INSTRUCTIONS FOR THE TASK:
Output each line of the items below as a JSON list of strings, one string per line, with blank lines left out. Omit the pictures from your answer.

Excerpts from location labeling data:

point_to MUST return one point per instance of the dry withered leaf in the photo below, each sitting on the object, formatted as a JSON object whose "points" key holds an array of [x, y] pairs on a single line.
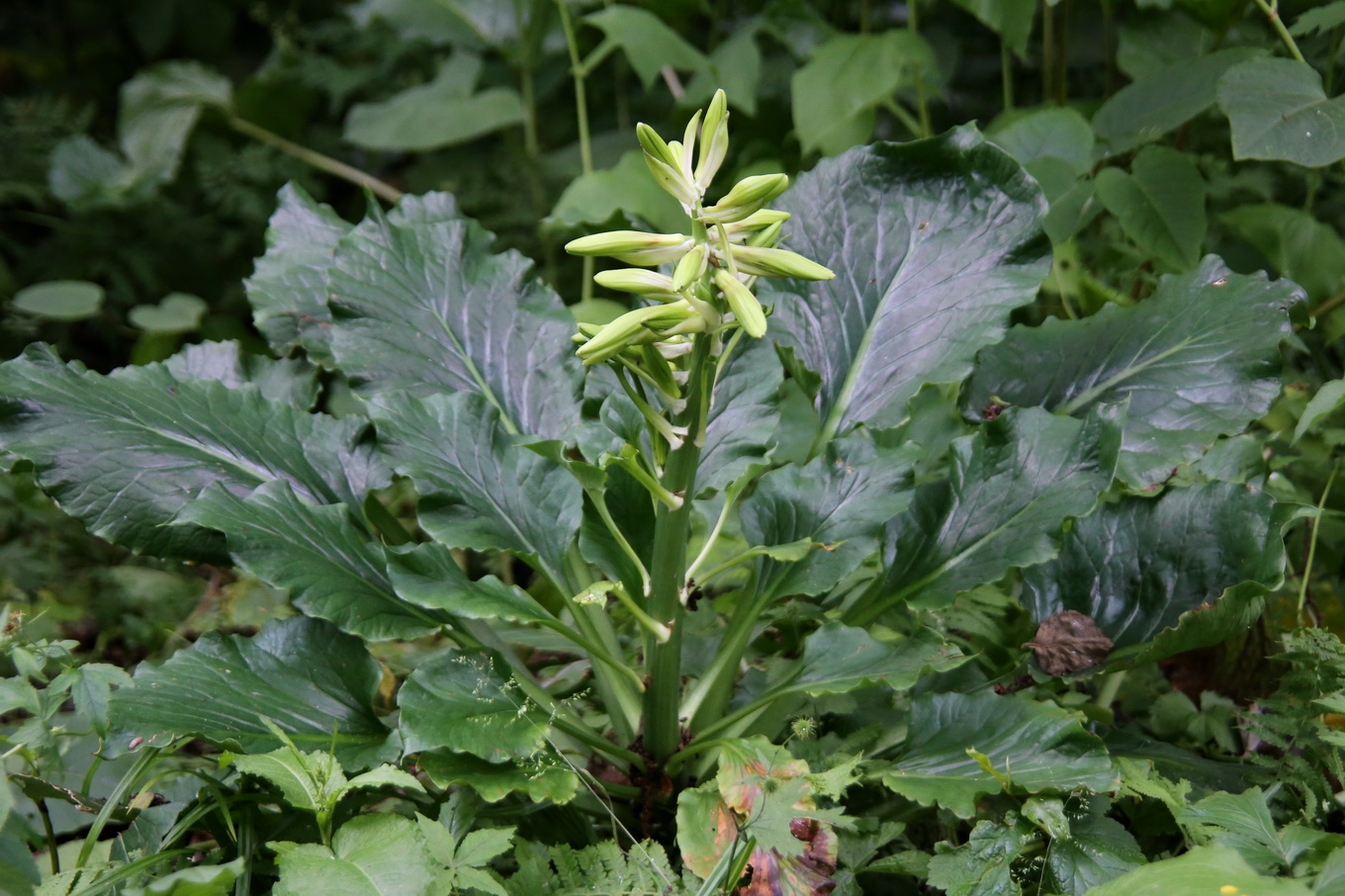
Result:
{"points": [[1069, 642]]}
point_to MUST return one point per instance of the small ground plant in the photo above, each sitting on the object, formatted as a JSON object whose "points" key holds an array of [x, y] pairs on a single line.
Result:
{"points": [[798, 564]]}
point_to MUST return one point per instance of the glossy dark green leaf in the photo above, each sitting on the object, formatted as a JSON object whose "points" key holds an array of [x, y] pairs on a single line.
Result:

EXPECTED OUTPUT:
[
  "point_to MUST return one point per instance of the dry withered leaf in the photo below, each sitting on the object, formatted as a JSON object whose \"points\" key holds an array of [x, y] pairs on a single line.",
  "Result:",
  "{\"points\": [[1069, 642]]}",
  "point_to MUST return one point per instance of the small ground plant in the photo above, each sitting on the object, formatted as a JSON object whose \"points\" key holds an array of [x, y] pairs on a single line.",
  "Result:",
  "{\"points\": [[798, 564]]}",
  "point_to MUST return one point per instance of the glossy dark green leaf in the photo above, each sitting on the object, formatted as a JSON object whose \"points\" key holds an array of [x, y] pairs on a single line.",
  "Result:"
]